Excerpted passage:

+---+

Want To Lose Some Body Fat? What exercise burns fat?
Carrying excess fat is unhealthy. The only effective way to lose body fat is to increase energy expenditure by exercising more and/or decrease energy intake by eating less. A combination of the two in moderation is probably most effective, since dieting alone is often accompanied by an adaptive reduction in metabolic rate (resting energy expenditure). Many people exercise in order to lose fat, enhance muscle tone and improve their body shape. But what exercise intensity should be performed in order to optimise the burning of fat?

Exercise Expends Energy And So Requires Fuel
During dynamic aerobic exercise your muscles use oxygen to burn fuel in the form of both fat and carbohydrate, which releases energy that can be used to perform muscular work. The precise fuel mixture that the muscles use for exercise depends mostly on the exercise intensity and duration. During short-term high intensity exercise, the muscles predominantly use carbohydrate in the form of muscle glycogen (a storage form of sugar) and glucose that is absorbed from the blood. For exercise of low-moderate intensity the muscles oxidise mostly fat. Even for moderate intensity exercise, in the first few minutes we tend to use mostly carbohydrate, but as exercise duration increases, the contribution of fat becomes greater.

At rest we expend about 1 kilocalorie (or 4 kilojoules) of energy per minute. Moderate intensity exercise will typically raise the rate of energy expenditure to around 6 kilocalories (25 kilojoules) per minute. So if you exercised for one hour at this intensity you would expend about 360 kilocalories (1500 kilojoules), burning up to 40 grams (2 ounces) of fat in the process. Although this doesn't sound a lot, when exercise is performed on a regular basis (e.g. one hour every day) this mounts up to over 1 kilogram (2.2 pounds) of fat loss per month.

+---+

Available data:
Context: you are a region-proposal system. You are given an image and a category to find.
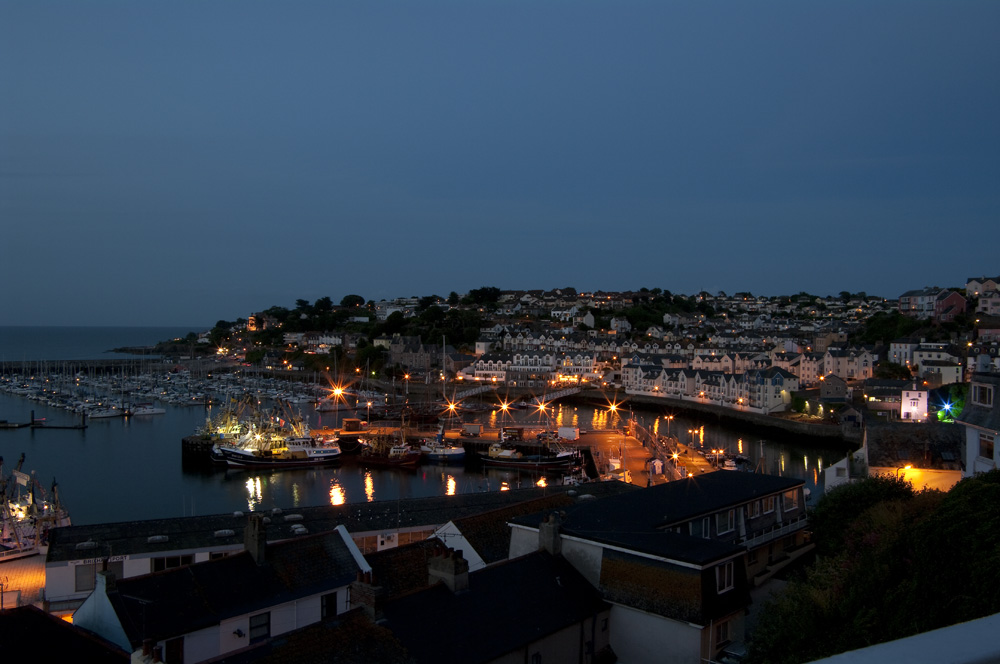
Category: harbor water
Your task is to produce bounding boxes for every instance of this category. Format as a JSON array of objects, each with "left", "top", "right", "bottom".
[{"left": 0, "top": 328, "right": 845, "bottom": 524}]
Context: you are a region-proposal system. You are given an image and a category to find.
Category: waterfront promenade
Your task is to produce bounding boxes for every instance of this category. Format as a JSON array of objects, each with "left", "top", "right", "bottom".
[{"left": 0, "top": 555, "right": 45, "bottom": 609}]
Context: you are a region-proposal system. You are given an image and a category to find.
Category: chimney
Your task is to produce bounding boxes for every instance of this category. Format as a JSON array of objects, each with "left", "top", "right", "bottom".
[
  {"left": 538, "top": 512, "right": 562, "bottom": 556},
  {"left": 94, "top": 569, "right": 117, "bottom": 595},
  {"left": 427, "top": 549, "right": 469, "bottom": 593},
  {"left": 243, "top": 514, "right": 267, "bottom": 565},
  {"left": 348, "top": 570, "right": 387, "bottom": 622}
]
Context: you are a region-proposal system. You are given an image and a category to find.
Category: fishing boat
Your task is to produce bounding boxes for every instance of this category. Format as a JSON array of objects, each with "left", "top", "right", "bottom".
[
  {"left": 358, "top": 426, "right": 420, "bottom": 470},
  {"left": 87, "top": 406, "right": 125, "bottom": 420},
  {"left": 212, "top": 426, "right": 341, "bottom": 468},
  {"left": 0, "top": 454, "right": 70, "bottom": 563},
  {"left": 128, "top": 403, "right": 167, "bottom": 417},
  {"left": 479, "top": 443, "right": 580, "bottom": 470},
  {"left": 420, "top": 424, "right": 465, "bottom": 463}
]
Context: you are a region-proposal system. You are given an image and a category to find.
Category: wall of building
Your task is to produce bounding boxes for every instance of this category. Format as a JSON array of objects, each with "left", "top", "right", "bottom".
[{"left": 611, "top": 604, "right": 702, "bottom": 664}]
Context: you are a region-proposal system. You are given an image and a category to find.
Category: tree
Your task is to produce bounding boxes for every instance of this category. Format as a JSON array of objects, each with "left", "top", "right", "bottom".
[
  {"left": 417, "top": 295, "right": 441, "bottom": 311},
  {"left": 340, "top": 295, "right": 365, "bottom": 308},
  {"left": 466, "top": 286, "right": 500, "bottom": 304},
  {"left": 809, "top": 475, "right": 913, "bottom": 555},
  {"left": 875, "top": 362, "right": 913, "bottom": 380}
]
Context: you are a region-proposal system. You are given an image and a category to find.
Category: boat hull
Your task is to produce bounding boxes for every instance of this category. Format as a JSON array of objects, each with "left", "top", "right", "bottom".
[
  {"left": 480, "top": 456, "right": 577, "bottom": 470},
  {"left": 212, "top": 446, "right": 341, "bottom": 468}
]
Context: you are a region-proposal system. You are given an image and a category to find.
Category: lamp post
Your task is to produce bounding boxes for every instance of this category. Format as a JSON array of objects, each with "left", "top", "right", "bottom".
[{"left": 333, "top": 387, "right": 344, "bottom": 427}]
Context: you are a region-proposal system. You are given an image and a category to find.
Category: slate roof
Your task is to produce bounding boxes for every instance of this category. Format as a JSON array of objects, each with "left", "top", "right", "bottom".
[
  {"left": 0, "top": 606, "right": 130, "bottom": 663},
  {"left": 365, "top": 537, "right": 445, "bottom": 598},
  {"left": 956, "top": 373, "right": 1000, "bottom": 431},
  {"left": 108, "top": 532, "right": 360, "bottom": 648},
  {"left": 446, "top": 492, "right": 624, "bottom": 565},
  {"left": 865, "top": 423, "right": 965, "bottom": 470},
  {"left": 381, "top": 551, "right": 610, "bottom": 664},
  {"left": 46, "top": 482, "right": 620, "bottom": 563},
  {"left": 512, "top": 470, "right": 804, "bottom": 565}
]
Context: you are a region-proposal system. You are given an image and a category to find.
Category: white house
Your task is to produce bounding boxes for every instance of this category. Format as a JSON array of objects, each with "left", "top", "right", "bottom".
[
  {"left": 899, "top": 383, "right": 927, "bottom": 422},
  {"left": 73, "top": 514, "right": 371, "bottom": 664},
  {"left": 957, "top": 373, "right": 1000, "bottom": 477}
]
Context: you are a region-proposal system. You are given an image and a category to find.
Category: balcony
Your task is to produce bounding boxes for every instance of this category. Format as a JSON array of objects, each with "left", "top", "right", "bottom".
[{"left": 736, "top": 514, "right": 806, "bottom": 549}]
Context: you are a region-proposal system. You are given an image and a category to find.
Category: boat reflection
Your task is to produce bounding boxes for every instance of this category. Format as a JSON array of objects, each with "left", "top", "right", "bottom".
[
  {"left": 330, "top": 480, "right": 347, "bottom": 505},
  {"left": 247, "top": 477, "right": 263, "bottom": 512}
]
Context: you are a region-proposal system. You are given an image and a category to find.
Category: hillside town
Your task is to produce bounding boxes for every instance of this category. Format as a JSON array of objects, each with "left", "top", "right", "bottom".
[
  {"left": 188, "top": 277, "right": 1000, "bottom": 422},
  {"left": 0, "top": 277, "right": 1000, "bottom": 664}
]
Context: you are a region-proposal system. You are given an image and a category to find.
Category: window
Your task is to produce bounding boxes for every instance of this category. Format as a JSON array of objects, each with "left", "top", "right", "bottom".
[
  {"left": 163, "top": 636, "right": 184, "bottom": 664},
  {"left": 972, "top": 384, "right": 993, "bottom": 406},
  {"left": 320, "top": 593, "right": 337, "bottom": 619},
  {"left": 715, "top": 510, "right": 736, "bottom": 535},
  {"left": 149, "top": 554, "right": 194, "bottom": 572},
  {"left": 715, "top": 620, "right": 729, "bottom": 648},
  {"left": 74, "top": 560, "right": 125, "bottom": 593},
  {"left": 715, "top": 561, "right": 733, "bottom": 594},
  {"left": 250, "top": 611, "right": 271, "bottom": 643},
  {"left": 979, "top": 432, "right": 994, "bottom": 459}
]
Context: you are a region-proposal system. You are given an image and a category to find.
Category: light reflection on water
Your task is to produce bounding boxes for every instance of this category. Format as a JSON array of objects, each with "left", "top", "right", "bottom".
[
  {"left": 0, "top": 393, "right": 844, "bottom": 524},
  {"left": 330, "top": 480, "right": 347, "bottom": 505}
]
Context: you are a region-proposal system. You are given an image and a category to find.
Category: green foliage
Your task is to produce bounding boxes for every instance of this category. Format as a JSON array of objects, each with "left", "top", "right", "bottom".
[
  {"left": 858, "top": 311, "right": 923, "bottom": 343},
  {"left": 875, "top": 362, "right": 913, "bottom": 380},
  {"left": 246, "top": 348, "right": 267, "bottom": 364},
  {"left": 748, "top": 471, "right": 1000, "bottom": 664},
  {"left": 340, "top": 295, "right": 365, "bottom": 309},
  {"left": 463, "top": 286, "right": 500, "bottom": 305},
  {"left": 810, "top": 475, "right": 913, "bottom": 555},
  {"left": 937, "top": 383, "right": 969, "bottom": 422}
]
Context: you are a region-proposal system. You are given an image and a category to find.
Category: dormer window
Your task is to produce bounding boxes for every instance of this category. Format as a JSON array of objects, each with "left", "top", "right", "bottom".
[{"left": 715, "top": 561, "right": 733, "bottom": 595}]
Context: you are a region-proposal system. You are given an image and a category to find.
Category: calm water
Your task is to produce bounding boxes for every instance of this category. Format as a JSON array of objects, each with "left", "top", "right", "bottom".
[{"left": 0, "top": 328, "right": 844, "bottom": 524}]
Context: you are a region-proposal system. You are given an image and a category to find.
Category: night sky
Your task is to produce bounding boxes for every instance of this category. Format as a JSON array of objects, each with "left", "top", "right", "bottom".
[{"left": 0, "top": 0, "right": 1000, "bottom": 326}]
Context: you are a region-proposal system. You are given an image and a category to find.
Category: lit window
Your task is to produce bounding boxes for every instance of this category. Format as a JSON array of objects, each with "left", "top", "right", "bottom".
[
  {"left": 715, "top": 510, "right": 736, "bottom": 535},
  {"left": 979, "top": 432, "right": 994, "bottom": 459},
  {"left": 715, "top": 561, "right": 733, "bottom": 594},
  {"left": 972, "top": 385, "right": 993, "bottom": 407},
  {"left": 250, "top": 611, "right": 271, "bottom": 643}
]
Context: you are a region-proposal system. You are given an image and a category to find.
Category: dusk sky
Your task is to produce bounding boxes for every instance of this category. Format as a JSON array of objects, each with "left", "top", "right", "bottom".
[{"left": 0, "top": 0, "right": 1000, "bottom": 327}]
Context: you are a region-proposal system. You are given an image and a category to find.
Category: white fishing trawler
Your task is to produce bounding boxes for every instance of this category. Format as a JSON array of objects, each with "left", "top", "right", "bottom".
[{"left": 0, "top": 454, "right": 70, "bottom": 563}]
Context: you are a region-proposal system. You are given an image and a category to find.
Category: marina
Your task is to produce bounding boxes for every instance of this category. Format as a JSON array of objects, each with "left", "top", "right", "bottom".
[{"left": 0, "top": 370, "right": 843, "bottom": 523}]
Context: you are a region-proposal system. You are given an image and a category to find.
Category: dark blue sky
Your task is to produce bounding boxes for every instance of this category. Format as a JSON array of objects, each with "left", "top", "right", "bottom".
[{"left": 0, "top": 0, "right": 1000, "bottom": 325}]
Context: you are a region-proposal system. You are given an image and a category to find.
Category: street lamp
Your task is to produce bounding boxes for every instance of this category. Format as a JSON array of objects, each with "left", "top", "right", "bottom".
[{"left": 333, "top": 387, "right": 344, "bottom": 427}]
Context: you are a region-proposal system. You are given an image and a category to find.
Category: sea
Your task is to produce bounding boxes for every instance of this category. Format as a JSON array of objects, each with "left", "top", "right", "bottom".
[{"left": 0, "top": 327, "right": 846, "bottom": 524}]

+---+

Assignment A:
In the article on exercise and fat burning, how much energy do we expend per minute at rest?
Assignment B:
Pick up the article on exercise and fat burning after its last sentence and keep writing.
You can ignore the listing.

Answer A:
About 1 kilocalorie (or 4 kilojoules) per minute.

Answer B:
How Is Exercise Intensity Quantified?
Exercise requires energy to fuel the contracting muscles. For sustained activity, oxygen is also required and is pumped from the lungs to the muscles via the red blood cells in the circulation. The heart is the pump and the heart rate can increase from around 70 beats per minute at rest up to around 200 beats per minute during exercise, depending on age. You can estimate your own maximal heart rate (HRmax) by subtracting your age in years from 220 (e.g. a typical 40 year-old person will have a predicted maximum heart rate of 220 - 40 = 180 beats per minute). With increasing exercise intensity, oxygen uptake increases proportionally until a plateau is reached. At this point further increases in work rate do not elicit further increases in oxygen uptake and the plateau value is called the maximal oxygen uptake or VO2max. This can also be referred to as the aerobic capacity and is strongly associated with a person's capacity to perform prolonged exercise.

At rest, the rate of oxygen uptake of an adult is about 0.25 litres per minute. During exercise this can increase up to about 10-20 times, though this is dependent on fitness and genetic factors. An elite endurance runner or cyclist can have a VO2max of over 5 litres per minute, whereas a typical middle-aged couch potato might only have a VO2max of less than 2 litres per minute. Because different people have different maximal oxygen uptakes, one way of quantifying relative exercise intensity is to express the work rate as a percentage of a particular person's maximal oxygen uptake (%VO2max).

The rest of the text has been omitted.